Records for this exercise —

==========

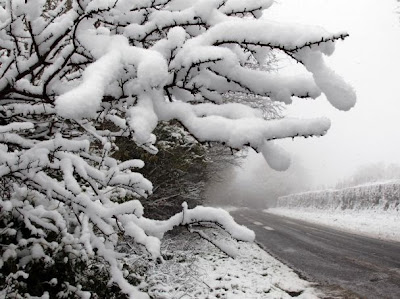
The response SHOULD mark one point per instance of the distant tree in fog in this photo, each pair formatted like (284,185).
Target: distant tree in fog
(254,184)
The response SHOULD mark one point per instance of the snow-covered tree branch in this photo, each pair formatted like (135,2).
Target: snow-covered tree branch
(76,75)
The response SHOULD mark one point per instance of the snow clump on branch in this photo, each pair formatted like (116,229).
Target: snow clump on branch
(76,75)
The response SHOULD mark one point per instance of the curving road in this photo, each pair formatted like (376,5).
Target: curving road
(344,265)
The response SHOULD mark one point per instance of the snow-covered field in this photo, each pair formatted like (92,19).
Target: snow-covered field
(194,268)
(372,209)
(372,223)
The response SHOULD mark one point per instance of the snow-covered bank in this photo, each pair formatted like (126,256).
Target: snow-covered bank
(383,196)
(194,268)
(372,210)
(375,224)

==========

Problem statement — Please put the lines above into a numbered list, skipping any blank ones and leaving the pictures out.

Solution below —
1. The response SHOULD mark one point per instance of the distant tree in fog in this photo, each pair formatted like (284,185).
2. Target: distant tree in fog
3. (254,184)
4. The response SHOULD mark one point per instance of the snow-covered tree branch in this photo, each pair formatted like (135,2).
5. Target: snow-covered tree branch
6. (76,75)
7. The response SHOULD mark one point per instance of the snow clump on branch in this photo, each pair formatted like (116,229).
8. Target: snow clump on branch
9. (76,75)
10. The response SHOULD mark one point per instance of the curving road in this photo, each pair formatted like (376,5).
11. Target: curving road
12. (344,265)
13. The response SHOULD mark one point per instance of the snow-covered field in this photo, each pair formatted like (92,19).
14. Target: snow-covered field
15. (194,268)
16. (372,209)
17. (372,223)
18. The response SHOULD mark one point per instance of the snow-covered bank in this photo, each pair formatted like (126,256).
19. Target: snow-covered bank
20. (383,196)
21. (194,268)
22. (372,210)
23. (375,224)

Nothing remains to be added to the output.